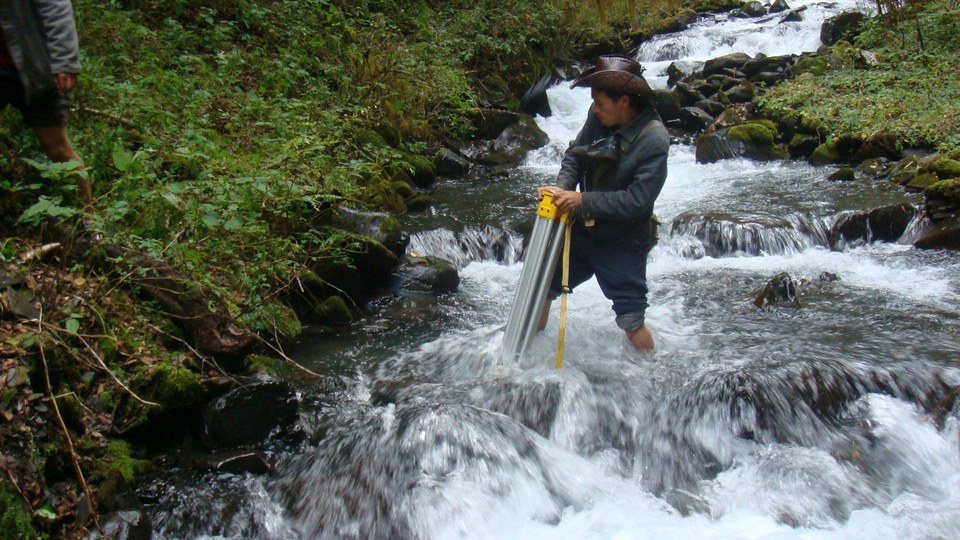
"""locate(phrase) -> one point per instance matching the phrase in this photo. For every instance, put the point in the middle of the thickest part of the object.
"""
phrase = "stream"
(745, 423)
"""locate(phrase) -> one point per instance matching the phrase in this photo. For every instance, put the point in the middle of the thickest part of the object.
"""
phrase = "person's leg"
(56, 144)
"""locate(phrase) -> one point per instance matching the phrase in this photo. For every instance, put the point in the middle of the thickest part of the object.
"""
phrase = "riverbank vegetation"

# # # # #

Pictures in the records above should not be copied. Repeat everything else exactly.

"""locate(phrase) -> one point per instance matching the phrase in this photo. For every instance, put the point in the middle of the thickest part of the object.
"""
phrase = "stream"
(745, 423)
"""locate(phrase) -> one point per instance matching the phrase in this photo. For every instance, put the point in the middle of the thickest part of the object.
"""
phrase = "person's leg"
(56, 144)
"""locate(phrase) -> one point per instance matching the phrase in this photo. For every instance, put the point in the middle of the thickest part of the object.
"""
phrase = "riverbank vegetation"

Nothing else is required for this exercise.